## PAGE EXCERPT
--- START ---
Aaaagh! Invited friend for visit; he's driving us crazy and wants to visit again!

Or tell him, “Hush hush. Keep it down. Voices carry.” :smiley:

Well, it will go away. I’m not sure what part of that is fucked up, though. Maybe the difference between us is that you would apparently feel “guilt inside” for avoiding a boorish houseguest, while I wouldn’t. Not sure what part of that is passive-agressive, though as to that, I’m not a big fan of aggressive-aggressive (also known as “rude”) as an alternative.

I don’t see what’s so awful about a passive-agressive approach, assuming you no longer want a relationship with this person. We’re not talking about ending a romantic relationship, where I’d think an explanation would be in order. Casual friendships end as life changes. People grow apart, get busy, lose touch. Losing touch intentionally is not that evil.
What are the chances that someone telling Bill, “You’re an open-mouth chewing butt-scratching cell phone abusing bore and that’s why we don’t want to spend time with you.” is going to make him close his mouth, stop scratching, and hang up the phone? All I see it accomplishing is pissing off Bill. (although you probably wouldn’t have to worry about him trying to wrangle an invite any more)

Years ago a friend of a friend who lives in my area thought it would be nice to get together. I could have told her that the reason I wouldn’t get together for coffee was that I didn’t want to spend 15 minutes having one-sided conversations with her self-absorbed sanctimonious self. Instead I gave vague non-excuses for not getting together until she quit asking. In the group of friends where we became aquainted, no one has anything good to say about this person, yet they keep inviting her to social occasions for fear of hurting her feelings. I knew there was a risk that if I didn’t get together with her that I might hurt her feelings. I think it’s more rude to pretend to want to spend time with someone you can barely stand.

Before he leaves, if you have any other events like going out to dinner planned, say, “Hey, Bill, I do want to go out to dinner, but that cell phone? It’s driving me crazy. Can you leave it behind?”

If you make it about the cell phone, not him, he can apologize without feeling like he was personally attacked.

Humor can do much to soften criticisms.

My niece went on vacation with us and text-messaged her way into my bad graces. I finally approached her with my hand out. “Give it to me.”

“What?” She asked innocently.

“I’ve told 3 of my best jokes and you didn’t laugh once because you were distracted by that phone. So hand it over.”

She meekly handed it over. Then I said, “When we get back from the beach, you can talk to your friends all night if you want. But when we’re together doing family things, I’d appreciate it if Justin would stay on the counter where he belongs.”
--- END ---
## INSTRUCTION
Render the sentence "Casual friendships end as life changes." from the forum thread about a difficult houseguest in Spanish.

## RECORD LIST
--- START ---
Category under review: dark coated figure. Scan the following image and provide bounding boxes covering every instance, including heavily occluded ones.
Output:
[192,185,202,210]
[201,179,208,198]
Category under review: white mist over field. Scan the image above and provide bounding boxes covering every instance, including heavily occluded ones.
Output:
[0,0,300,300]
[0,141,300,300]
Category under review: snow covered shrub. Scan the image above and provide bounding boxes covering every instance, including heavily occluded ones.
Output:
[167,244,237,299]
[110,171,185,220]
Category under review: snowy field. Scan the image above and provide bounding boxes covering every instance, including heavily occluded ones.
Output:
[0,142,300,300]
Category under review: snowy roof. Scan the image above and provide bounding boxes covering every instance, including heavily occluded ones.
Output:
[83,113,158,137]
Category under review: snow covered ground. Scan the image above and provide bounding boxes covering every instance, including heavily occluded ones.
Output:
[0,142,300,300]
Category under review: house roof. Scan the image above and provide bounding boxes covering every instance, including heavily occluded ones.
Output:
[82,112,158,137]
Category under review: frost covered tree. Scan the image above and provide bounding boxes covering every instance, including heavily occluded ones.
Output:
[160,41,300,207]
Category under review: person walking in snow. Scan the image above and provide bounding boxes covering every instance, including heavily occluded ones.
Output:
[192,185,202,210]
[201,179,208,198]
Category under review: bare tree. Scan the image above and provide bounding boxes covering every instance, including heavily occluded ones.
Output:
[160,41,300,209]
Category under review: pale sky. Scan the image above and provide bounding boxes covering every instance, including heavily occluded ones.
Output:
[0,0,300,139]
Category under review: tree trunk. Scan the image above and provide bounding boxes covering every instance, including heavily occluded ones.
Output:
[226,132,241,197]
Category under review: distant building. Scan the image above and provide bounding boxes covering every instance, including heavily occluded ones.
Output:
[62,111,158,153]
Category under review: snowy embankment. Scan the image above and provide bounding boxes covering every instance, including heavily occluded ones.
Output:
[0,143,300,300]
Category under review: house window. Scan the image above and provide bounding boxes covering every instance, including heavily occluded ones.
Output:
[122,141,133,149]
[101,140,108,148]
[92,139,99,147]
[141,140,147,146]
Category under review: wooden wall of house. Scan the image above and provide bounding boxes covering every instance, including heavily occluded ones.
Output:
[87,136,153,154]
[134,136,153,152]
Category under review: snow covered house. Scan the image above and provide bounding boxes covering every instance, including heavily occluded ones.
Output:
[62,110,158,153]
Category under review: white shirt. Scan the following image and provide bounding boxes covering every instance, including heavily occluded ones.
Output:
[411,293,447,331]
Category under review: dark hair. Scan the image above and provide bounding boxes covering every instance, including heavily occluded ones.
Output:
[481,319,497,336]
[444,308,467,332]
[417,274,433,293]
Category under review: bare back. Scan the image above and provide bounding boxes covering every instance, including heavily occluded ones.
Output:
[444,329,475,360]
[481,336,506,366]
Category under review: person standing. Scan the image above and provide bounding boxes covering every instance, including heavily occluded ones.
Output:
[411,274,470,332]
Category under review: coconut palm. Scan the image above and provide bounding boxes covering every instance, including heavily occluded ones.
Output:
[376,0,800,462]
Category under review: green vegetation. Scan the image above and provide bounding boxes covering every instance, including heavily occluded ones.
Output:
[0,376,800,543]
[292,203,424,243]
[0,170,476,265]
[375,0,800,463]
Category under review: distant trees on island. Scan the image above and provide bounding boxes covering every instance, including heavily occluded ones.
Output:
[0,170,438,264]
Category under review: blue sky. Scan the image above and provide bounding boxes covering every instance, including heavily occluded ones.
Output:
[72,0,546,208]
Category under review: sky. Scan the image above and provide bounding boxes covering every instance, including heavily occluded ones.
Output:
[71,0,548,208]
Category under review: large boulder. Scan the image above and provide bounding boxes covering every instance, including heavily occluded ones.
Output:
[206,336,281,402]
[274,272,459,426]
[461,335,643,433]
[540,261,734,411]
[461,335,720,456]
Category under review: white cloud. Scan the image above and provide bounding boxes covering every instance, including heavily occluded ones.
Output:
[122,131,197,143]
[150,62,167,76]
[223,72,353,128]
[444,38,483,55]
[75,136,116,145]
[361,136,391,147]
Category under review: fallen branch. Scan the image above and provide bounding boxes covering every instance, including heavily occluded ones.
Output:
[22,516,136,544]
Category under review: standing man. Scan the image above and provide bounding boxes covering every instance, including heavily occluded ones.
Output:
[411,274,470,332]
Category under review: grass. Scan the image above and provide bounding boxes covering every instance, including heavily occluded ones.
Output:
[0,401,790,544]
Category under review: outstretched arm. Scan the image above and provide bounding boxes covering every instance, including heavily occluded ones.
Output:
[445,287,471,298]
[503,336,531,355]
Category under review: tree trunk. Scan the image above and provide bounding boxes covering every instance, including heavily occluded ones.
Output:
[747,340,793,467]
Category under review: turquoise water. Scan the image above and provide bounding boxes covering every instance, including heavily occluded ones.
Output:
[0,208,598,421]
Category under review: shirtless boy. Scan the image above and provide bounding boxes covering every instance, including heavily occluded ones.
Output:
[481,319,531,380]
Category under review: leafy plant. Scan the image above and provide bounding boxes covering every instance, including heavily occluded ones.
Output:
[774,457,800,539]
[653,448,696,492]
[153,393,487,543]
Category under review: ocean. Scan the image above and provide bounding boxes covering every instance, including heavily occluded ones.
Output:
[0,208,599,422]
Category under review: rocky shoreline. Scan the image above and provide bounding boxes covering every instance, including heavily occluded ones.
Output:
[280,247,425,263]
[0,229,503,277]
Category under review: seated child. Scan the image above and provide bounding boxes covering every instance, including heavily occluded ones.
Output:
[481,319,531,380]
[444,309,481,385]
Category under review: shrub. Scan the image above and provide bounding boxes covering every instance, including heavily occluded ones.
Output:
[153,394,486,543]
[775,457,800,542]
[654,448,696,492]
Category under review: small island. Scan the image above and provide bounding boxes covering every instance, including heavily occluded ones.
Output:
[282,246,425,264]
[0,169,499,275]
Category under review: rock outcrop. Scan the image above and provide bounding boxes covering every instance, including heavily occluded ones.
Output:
--- END ---
## EXERCISE OUTPUT
Las amistades casuales terminan a medida que la vida cambia.